Material for the task:
[Start of Attachment]
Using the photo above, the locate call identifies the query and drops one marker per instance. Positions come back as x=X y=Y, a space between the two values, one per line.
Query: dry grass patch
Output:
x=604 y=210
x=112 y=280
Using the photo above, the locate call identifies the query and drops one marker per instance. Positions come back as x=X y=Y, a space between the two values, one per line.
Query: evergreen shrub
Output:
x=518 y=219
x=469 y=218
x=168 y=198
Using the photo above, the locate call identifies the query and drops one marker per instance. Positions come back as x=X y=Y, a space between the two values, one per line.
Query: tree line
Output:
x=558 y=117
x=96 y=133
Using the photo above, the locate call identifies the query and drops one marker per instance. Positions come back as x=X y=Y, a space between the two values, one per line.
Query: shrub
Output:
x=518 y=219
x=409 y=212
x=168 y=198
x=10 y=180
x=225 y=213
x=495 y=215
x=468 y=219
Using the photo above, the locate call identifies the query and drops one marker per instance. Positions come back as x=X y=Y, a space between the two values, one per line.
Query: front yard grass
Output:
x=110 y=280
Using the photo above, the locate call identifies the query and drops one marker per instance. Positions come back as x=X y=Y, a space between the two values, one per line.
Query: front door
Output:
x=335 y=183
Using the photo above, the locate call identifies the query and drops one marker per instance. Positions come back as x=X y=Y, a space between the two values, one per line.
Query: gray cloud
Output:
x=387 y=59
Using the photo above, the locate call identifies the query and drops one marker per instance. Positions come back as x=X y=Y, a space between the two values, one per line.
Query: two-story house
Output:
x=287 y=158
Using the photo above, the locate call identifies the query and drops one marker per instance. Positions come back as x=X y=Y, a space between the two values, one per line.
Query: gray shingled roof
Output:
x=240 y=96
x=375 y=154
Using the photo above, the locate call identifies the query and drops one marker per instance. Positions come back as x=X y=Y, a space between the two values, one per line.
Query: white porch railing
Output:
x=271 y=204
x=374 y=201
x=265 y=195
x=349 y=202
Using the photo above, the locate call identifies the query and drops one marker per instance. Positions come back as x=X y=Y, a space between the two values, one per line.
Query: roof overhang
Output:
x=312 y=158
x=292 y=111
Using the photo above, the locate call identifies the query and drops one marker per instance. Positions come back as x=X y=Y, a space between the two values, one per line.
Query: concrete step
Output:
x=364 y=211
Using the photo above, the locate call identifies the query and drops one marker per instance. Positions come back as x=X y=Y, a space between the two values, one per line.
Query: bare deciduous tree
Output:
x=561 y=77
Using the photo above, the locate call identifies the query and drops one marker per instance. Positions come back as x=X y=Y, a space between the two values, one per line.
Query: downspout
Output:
[End of Attachment]
Exercise brief:
Please print verbatim each line from the first line of the entries above to the line that contains "Query: evergreen shrub", inclusive, and nothing more.

Response area:
Using the photo above, the locate call identifies the query and drops one marker per instance. Positions come back as x=X y=Y, a space between the two values, one per line.
Query: dry grass patch
Output:
x=604 y=210
x=112 y=280
Using the photo above, the locate call identifies the query and drops one marker per instance. Positions come back as x=X y=Y, a space between the two values, one per line.
Query: evergreen shrub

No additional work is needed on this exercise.